-- START OF Provided data --
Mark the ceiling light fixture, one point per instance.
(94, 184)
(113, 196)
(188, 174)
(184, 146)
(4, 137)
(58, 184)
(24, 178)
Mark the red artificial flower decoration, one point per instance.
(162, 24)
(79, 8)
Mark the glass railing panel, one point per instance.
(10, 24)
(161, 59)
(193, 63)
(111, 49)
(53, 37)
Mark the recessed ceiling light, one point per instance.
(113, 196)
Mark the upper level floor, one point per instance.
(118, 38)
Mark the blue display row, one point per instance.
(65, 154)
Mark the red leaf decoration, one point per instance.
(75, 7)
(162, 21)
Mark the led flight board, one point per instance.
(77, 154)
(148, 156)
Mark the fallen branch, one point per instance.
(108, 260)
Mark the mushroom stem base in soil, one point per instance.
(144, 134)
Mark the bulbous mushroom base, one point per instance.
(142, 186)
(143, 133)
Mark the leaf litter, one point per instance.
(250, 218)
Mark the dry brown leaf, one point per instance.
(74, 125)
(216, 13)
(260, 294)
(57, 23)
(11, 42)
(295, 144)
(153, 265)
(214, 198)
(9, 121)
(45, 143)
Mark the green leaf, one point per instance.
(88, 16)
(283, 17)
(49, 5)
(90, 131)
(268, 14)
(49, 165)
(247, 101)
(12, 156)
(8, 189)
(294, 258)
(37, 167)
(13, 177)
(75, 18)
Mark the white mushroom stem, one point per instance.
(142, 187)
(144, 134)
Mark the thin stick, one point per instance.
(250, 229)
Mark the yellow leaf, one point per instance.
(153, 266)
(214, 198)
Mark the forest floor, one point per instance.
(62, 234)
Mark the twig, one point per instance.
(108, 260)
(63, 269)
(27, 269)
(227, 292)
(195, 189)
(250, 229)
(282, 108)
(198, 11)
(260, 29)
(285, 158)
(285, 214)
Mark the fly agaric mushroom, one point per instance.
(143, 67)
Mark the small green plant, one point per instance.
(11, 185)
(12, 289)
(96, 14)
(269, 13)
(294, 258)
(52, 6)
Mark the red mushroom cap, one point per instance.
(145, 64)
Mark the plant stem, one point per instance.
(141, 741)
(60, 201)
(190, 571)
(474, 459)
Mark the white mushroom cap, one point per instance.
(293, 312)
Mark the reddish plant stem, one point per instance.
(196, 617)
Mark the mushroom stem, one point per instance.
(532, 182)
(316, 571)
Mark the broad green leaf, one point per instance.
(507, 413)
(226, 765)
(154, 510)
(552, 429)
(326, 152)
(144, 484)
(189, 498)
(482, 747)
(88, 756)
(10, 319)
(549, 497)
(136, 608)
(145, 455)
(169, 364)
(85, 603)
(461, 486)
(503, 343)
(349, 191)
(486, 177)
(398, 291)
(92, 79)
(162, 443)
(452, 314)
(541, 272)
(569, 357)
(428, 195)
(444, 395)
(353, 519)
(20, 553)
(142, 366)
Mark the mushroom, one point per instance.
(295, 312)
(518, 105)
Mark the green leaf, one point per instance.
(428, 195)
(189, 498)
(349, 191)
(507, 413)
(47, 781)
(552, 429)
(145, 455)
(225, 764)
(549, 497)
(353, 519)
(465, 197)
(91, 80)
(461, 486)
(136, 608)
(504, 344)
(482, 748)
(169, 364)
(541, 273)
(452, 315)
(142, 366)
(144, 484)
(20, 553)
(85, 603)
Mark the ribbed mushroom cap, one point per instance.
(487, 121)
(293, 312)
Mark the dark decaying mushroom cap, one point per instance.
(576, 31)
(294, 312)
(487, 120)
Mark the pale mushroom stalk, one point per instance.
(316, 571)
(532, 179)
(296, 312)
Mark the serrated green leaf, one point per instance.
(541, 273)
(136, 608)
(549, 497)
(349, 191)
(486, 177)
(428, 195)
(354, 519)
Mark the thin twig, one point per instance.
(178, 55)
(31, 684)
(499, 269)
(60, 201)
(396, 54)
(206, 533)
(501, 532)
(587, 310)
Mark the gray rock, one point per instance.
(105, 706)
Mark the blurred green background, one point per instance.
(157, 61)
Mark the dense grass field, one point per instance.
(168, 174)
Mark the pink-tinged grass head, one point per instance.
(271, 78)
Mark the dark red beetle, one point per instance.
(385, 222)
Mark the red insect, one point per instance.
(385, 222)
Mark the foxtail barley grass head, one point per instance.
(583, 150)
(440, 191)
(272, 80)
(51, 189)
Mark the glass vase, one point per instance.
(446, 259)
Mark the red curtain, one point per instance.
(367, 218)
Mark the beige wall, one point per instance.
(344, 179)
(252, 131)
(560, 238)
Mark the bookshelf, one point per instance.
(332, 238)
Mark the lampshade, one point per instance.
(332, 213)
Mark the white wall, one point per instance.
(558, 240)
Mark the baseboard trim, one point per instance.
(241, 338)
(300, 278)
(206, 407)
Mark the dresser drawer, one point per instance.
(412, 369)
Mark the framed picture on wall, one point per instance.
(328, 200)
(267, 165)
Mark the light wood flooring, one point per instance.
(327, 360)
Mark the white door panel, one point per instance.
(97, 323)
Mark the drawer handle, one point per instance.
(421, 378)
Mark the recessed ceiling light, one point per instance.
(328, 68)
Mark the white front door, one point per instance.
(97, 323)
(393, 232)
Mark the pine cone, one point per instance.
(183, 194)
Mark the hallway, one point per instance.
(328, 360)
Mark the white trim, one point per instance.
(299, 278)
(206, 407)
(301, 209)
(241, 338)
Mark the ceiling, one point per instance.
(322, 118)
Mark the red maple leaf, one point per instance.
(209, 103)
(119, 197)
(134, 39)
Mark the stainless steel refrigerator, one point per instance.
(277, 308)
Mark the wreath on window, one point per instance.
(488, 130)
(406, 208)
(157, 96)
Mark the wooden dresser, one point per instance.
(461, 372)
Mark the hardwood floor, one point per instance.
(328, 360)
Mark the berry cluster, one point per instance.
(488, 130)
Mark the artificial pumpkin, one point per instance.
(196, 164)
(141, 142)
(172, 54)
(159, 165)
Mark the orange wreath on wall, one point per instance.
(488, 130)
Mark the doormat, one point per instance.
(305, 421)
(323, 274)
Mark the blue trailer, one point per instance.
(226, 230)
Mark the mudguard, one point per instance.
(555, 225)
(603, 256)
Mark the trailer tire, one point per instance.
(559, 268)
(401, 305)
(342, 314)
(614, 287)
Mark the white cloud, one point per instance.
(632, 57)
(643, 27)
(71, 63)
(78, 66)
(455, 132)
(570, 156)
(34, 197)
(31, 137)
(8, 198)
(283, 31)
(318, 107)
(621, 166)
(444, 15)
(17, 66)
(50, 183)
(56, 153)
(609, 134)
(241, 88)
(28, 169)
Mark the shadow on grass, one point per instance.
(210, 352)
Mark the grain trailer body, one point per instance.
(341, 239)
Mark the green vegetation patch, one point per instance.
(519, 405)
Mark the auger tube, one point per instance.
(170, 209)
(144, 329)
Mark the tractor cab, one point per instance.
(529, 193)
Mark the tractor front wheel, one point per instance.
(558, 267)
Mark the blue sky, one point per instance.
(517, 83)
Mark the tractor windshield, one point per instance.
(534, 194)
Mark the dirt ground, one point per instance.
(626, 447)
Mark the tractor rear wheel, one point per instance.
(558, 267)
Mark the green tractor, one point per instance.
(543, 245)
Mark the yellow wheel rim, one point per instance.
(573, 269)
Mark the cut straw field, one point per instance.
-- END OF Provided data --
Task brief: Can you reproduce the items from the line that has "Mark the dirt ground, one point per instance." through the last line of the items, copying the text lines unchanged? Scale every coordinate in the points by 2.4 and round to the nearest whole number, with halves rounding up.

Task output:
Mark the dirt ground, one point per instance.
(1502, 1073)
Mark the tractor rear wheel, one point per instance.
(1339, 641)
Mark the green tractor, one point per instance.
(1303, 588)
Mark the yellow wheel rim, one point per instance.
(1375, 646)
Mark the cut straw field, one point per instance.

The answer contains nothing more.